--- START Record list ---
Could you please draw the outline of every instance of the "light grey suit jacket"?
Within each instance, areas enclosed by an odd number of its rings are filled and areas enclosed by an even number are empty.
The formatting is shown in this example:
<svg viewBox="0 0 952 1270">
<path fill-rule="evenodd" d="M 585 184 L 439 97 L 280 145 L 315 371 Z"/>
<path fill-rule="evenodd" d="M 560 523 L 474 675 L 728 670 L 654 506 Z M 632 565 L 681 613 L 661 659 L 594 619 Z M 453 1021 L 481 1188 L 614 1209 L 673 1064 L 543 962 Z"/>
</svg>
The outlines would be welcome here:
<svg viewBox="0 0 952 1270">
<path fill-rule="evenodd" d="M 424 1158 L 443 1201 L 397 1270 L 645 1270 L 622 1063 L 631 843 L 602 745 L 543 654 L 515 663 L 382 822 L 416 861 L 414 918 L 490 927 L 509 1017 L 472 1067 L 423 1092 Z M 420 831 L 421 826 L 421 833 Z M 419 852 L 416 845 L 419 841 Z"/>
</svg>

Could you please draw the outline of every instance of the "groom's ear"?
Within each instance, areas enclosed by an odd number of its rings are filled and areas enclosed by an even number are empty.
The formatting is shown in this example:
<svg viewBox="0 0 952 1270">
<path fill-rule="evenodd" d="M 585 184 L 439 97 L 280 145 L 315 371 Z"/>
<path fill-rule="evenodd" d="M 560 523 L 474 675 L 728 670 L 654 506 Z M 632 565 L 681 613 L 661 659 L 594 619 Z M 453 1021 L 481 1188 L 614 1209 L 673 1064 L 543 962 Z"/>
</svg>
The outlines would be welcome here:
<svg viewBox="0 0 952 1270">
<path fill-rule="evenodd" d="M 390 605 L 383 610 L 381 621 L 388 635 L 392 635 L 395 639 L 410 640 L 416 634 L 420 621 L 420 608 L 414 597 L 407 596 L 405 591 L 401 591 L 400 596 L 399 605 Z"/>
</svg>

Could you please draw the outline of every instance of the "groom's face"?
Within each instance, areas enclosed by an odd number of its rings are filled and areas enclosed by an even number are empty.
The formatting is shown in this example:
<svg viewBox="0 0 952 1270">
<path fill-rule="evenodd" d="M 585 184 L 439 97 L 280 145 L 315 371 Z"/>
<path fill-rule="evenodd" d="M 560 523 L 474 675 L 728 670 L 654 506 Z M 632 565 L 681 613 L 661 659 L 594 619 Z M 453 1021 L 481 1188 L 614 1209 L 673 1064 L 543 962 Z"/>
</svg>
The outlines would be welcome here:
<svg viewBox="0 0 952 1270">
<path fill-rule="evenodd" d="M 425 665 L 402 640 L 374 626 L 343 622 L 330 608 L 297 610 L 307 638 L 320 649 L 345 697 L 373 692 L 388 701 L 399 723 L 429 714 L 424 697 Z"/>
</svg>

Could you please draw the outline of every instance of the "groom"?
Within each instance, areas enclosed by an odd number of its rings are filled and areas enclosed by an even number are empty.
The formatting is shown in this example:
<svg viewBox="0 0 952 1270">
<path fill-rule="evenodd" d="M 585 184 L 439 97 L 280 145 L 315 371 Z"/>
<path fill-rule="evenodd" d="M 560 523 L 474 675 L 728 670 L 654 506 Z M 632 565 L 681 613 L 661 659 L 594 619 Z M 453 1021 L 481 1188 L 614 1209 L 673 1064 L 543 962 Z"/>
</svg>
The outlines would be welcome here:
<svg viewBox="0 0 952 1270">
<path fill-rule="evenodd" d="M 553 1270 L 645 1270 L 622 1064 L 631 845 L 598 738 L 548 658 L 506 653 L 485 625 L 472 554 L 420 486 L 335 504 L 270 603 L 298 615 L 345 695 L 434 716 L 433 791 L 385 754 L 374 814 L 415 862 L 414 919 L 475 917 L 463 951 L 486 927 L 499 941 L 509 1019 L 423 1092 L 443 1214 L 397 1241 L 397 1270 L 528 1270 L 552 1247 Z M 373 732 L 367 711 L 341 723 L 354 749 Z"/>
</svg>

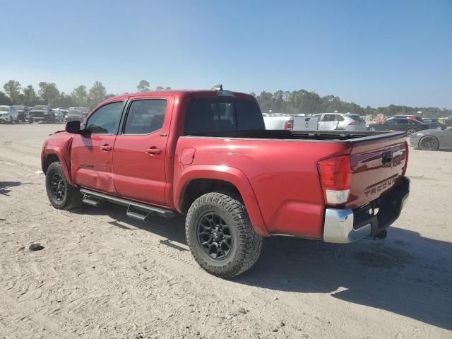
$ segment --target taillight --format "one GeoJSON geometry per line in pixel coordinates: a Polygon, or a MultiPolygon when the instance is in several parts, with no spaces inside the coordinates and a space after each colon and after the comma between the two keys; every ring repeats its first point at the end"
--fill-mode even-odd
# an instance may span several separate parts
{"type": "Polygon", "coordinates": [[[284,124],[284,129],[286,129],[287,131],[292,131],[294,129],[293,119],[291,119],[290,120],[287,120],[287,121],[285,121],[285,124],[284,124]]]}
{"type": "Polygon", "coordinates": [[[405,142],[405,166],[403,166],[403,172],[402,172],[402,175],[405,175],[405,174],[407,172],[407,167],[408,166],[408,154],[410,153],[409,152],[409,148],[408,148],[408,142],[405,142]]]}
{"type": "Polygon", "coordinates": [[[348,201],[350,193],[352,166],[350,155],[319,162],[319,173],[323,198],[327,205],[341,205],[348,201]]]}

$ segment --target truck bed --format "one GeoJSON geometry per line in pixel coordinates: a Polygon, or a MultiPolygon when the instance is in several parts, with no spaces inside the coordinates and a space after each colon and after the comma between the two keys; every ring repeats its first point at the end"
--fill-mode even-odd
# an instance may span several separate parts
{"type": "Polygon", "coordinates": [[[199,133],[187,136],[206,136],[211,138],[237,138],[272,140],[303,140],[303,141],[350,141],[365,138],[368,140],[400,138],[405,132],[385,132],[376,131],[286,131],[257,130],[234,131],[230,132],[215,132],[199,133]]]}

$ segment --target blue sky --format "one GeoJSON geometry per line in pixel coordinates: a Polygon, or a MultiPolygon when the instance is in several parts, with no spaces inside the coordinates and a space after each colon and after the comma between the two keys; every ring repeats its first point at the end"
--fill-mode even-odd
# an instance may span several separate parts
{"type": "MultiPolygon", "coordinates": [[[[452,108],[452,0],[5,1],[0,84],[98,80],[452,108]]],[[[1,88],[2,89],[2,88],[1,88]]]]}

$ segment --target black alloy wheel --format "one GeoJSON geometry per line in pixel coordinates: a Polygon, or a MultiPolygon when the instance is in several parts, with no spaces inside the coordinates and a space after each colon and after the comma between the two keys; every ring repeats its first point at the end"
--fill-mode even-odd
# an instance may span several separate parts
{"type": "Polygon", "coordinates": [[[52,177],[50,191],[56,201],[61,202],[64,200],[64,197],[66,196],[66,185],[64,180],[63,180],[59,173],[55,173],[52,177]]]}
{"type": "Polygon", "coordinates": [[[218,213],[208,212],[198,222],[198,243],[214,260],[224,260],[231,252],[232,237],[226,222],[218,213]]]}

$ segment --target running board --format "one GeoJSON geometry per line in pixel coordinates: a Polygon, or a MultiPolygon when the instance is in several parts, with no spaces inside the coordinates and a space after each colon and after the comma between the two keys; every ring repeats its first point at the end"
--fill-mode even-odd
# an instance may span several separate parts
{"type": "Polygon", "coordinates": [[[123,206],[127,207],[126,214],[129,217],[138,220],[144,221],[153,213],[160,214],[167,218],[173,218],[175,215],[174,212],[171,210],[152,206],[150,205],[145,205],[144,203],[136,203],[117,196],[95,192],[89,189],[82,189],[80,190],[80,193],[84,195],[83,203],[96,207],[99,206],[103,201],[109,201],[110,203],[122,205],[123,206]]]}

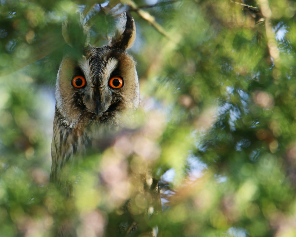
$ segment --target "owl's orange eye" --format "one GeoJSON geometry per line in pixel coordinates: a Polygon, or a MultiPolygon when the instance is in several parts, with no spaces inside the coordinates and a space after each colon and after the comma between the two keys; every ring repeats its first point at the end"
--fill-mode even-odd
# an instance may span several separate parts
{"type": "Polygon", "coordinates": [[[85,85],[85,79],[82,76],[75,76],[72,79],[72,85],[76,88],[80,88],[85,85]]]}
{"type": "Polygon", "coordinates": [[[109,85],[112,88],[120,88],[123,85],[123,80],[120,76],[115,76],[109,81],[109,85]]]}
--- END Record list ---
The task: Transcribe the complete set of entries verbatim. No pictures belong in the copy.

Expected output:
Could you please draw the outline of every instance of the "light grey suit jacket"?
Within each instance, areas enclosed by an odd number of its rings are filled and areas enclosed by an even number are empty.
The formatting is shown in this example:
<svg viewBox="0 0 952 1270">
<path fill-rule="evenodd" d="M 585 184 L 439 97 L 280 145 L 315 371 Z"/>
<path fill-rule="evenodd" d="M 560 523 L 474 675 L 728 670 L 654 506 Z M 632 565 L 681 613 L 661 659 L 594 619 Z M 453 1021 L 481 1188 L 614 1209 L 673 1064 L 543 962 Z"/>
</svg>
The outlines would be welcome here:
<svg viewBox="0 0 952 1270">
<path fill-rule="evenodd" d="M 424 1158 L 443 1201 L 397 1270 L 645 1270 L 622 1063 L 631 843 L 602 745 L 543 654 L 515 663 L 382 822 L 416 861 L 414 918 L 490 927 L 509 1017 L 472 1067 L 423 1092 Z M 420 831 L 421 826 L 421 833 Z M 419 852 L 416 845 L 419 841 Z"/>
</svg>

Could you please draw the outline of every instance of the "groom's ear"?
Within each instance, areas enclosed by an odd number of its rings are filled and areas enclosed by an even number are empty.
The formatting is shown in this example:
<svg viewBox="0 0 952 1270">
<path fill-rule="evenodd" d="M 585 184 L 439 97 L 280 145 L 315 371 Z"/>
<path fill-rule="evenodd" d="M 560 523 L 474 675 L 728 670 L 654 506 Z M 632 565 L 681 613 L 661 659 L 594 619 Z M 453 1021 L 481 1188 L 614 1209 L 673 1064 L 543 962 Z"/>
</svg>
The outlines would be welcome here:
<svg viewBox="0 0 952 1270">
<path fill-rule="evenodd" d="M 390 605 L 383 610 L 381 621 L 388 635 L 392 635 L 395 639 L 410 640 L 416 634 L 420 621 L 420 608 L 414 597 L 407 596 L 405 591 L 401 591 L 400 596 L 399 605 Z"/>
</svg>

Could you please draw the outline of every instance of the "groom's face"?
Within each instance, areas enclosed by an odd number of its rings are filled and areas enclosed by an even number are empty.
The formatting is shown in this example:
<svg viewBox="0 0 952 1270">
<path fill-rule="evenodd" d="M 585 184 L 439 97 L 280 145 L 315 371 Z"/>
<path fill-rule="evenodd" d="M 560 523 L 474 675 L 728 670 L 654 506 Z M 632 565 L 681 613 L 661 659 L 594 619 Z M 453 1021 L 481 1188 L 614 1209 L 673 1064 L 543 962 Z"/>
</svg>
The outlines would be welcome here:
<svg viewBox="0 0 952 1270">
<path fill-rule="evenodd" d="M 425 665 L 402 640 L 374 626 L 343 622 L 330 608 L 297 610 L 307 638 L 320 649 L 345 697 L 373 692 L 388 701 L 399 723 L 429 714 L 424 697 Z"/>
</svg>

Could you please draw the outline of every instance of the "groom"?
Within each instance, areas enclosed by an odd number of its rings are filled and areas enclosed by an even number are empty.
The formatting is shown in this example:
<svg viewBox="0 0 952 1270">
<path fill-rule="evenodd" d="M 585 184 L 439 97 L 280 145 L 315 371 Z"/>
<path fill-rule="evenodd" d="M 560 523 L 474 675 L 728 670 L 654 506 Z M 632 565 L 681 613 L 661 659 L 594 619 Z M 453 1021 L 481 1188 L 614 1209 L 673 1064 L 543 962 Z"/>
</svg>
The outlines would be welcome here:
<svg viewBox="0 0 952 1270">
<path fill-rule="evenodd" d="M 553 1270 L 645 1270 L 622 1064 L 631 845 L 598 738 L 548 658 L 506 653 L 485 625 L 472 554 L 420 486 L 335 504 L 270 603 L 298 615 L 345 695 L 434 716 L 433 791 L 385 754 L 374 814 L 415 862 L 414 919 L 475 917 L 463 951 L 486 927 L 499 941 L 509 1019 L 423 1092 L 443 1214 L 397 1241 L 397 1270 L 528 1270 L 552 1247 Z M 373 732 L 367 711 L 341 723 L 354 749 Z"/>
</svg>

$ segment --target taillight --format "one GeoJSON geometry per line in pixel coordinates: a Polygon, or a MultiPolygon when the instance is in several parts, with no spaces inside the coordinates and a space after each colon and after the comma between the two keys; every ring repeats its first point at the end"
--fill-mode even-odd
# an instance may span several separate parts
{"type": "Polygon", "coordinates": [[[284,124],[284,129],[286,129],[287,131],[292,131],[294,129],[293,119],[291,119],[290,120],[287,120],[287,121],[285,121],[285,124],[284,124]]]}
{"type": "Polygon", "coordinates": [[[405,142],[405,166],[403,166],[403,172],[402,172],[402,175],[405,175],[405,174],[407,172],[407,167],[408,166],[408,154],[410,153],[409,152],[409,148],[408,148],[408,142],[405,142]]]}
{"type": "Polygon", "coordinates": [[[348,201],[350,193],[352,166],[350,155],[319,162],[319,173],[323,198],[327,205],[341,205],[348,201]]]}

$ segment --target truck bed --format "one GeoJSON geometry per line in pixel coordinates: a Polygon, or a MultiPolygon when the instance is in several parts, with no spaces inside the coordinates and a space after each colon and after the comma between the two keys; every ring repeats its first point at the end"
--fill-mode even-odd
# an instance may span several separate parts
{"type": "Polygon", "coordinates": [[[199,133],[187,136],[206,136],[211,138],[237,138],[272,140],[303,140],[303,141],[350,141],[365,138],[368,140],[400,138],[405,132],[385,132],[376,131],[286,131],[257,130],[234,131],[230,132],[215,132],[199,133]]]}

$ segment --target blue sky --format "one GeoJSON geometry per line in pixel coordinates: a Polygon, or a MultiPolygon when the instance is in several parts, with no spaces inside the coordinates and a space after each colon and after the comma between the two keys; every ring repeats its first point at the end"
--fill-mode even-odd
# an instance may span several separate parts
{"type": "MultiPolygon", "coordinates": [[[[452,108],[452,0],[5,1],[0,84],[98,80],[452,108]]],[[[1,88],[2,89],[2,88],[1,88]]]]}

$ segment --target black alloy wheel --format "one GeoJSON geometry per line in pixel coordinates: a Polygon, or a MultiPolygon when the instance is in several parts, with no spaces inside the coordinates and a space after each colon and after the comma between the two keys; every ring repeats its first point at the end"
--fill-mode even-odd
# an instance may span several separate parts
{"type": "Polygon", "coordinates": [[[52,177],[50,191],[56,201],[61,202],[64,200],[64,197],[66,196],[66,185],[64,180],[63,180],[59,173],[55,173],[52,177]]]}
{"type": "Polygon", "coordinates": [[[218,213],[208,212],[198,222],[198,243],[214,260],[224,260],[231,252],[232,237],[226,222],[218,213]]]}

$ segment --target running board --format "one GeoJSON geometry per line in pixel coordinates: a Polygon, or a MultiPolygon when the instance is in several parts, with no spaces inside the coordinates and a space after each colon and after the comma between the two keys; every ring repeats its first point at the end"
--fill-mode even-odd
# an instance may span several separate parts
{"type": "Polygon", "coordinates": [[[123,206],[127,207],[126,214],[129,217],[138,220],[144,221],[153,213],[160,214],[167,218],[173,218],[175,215],[174,212],[171,210],[152,206],[150,205],[145,205],[144,203],[136,203],[117,196],[95,192],[89,189],[82,189],[80,190],[80,193],[84,195],[83,203],[96,207],[99,206],[103,201],[109,201],[110,203],[122,205],[123,206]]]}

$ segment --target "owl's orange eye" --format "one GeoJSON geometry per line in pixel coordinates: a Polygon, or a MultiPolygon when the instance is in several parts, with no spaces inside the coordinates and a space after each colon and after the comma between the two keys; every ring repeats its first point at the end"
--fill-mode even-odd
# an instance may span several separate parts
{"type": "Polygon", "coordinates": [[[85,85],[85,79],[82,76],[75,76],[72,79],[72,85],[76,88],[80,88],[85,85]]]}
{"type": "Polygon", "coordinates": [[[109,85],[112,88],[120,88],[123,85],[123,80],[120,76],[115,76],[109,81],[109,85]]]}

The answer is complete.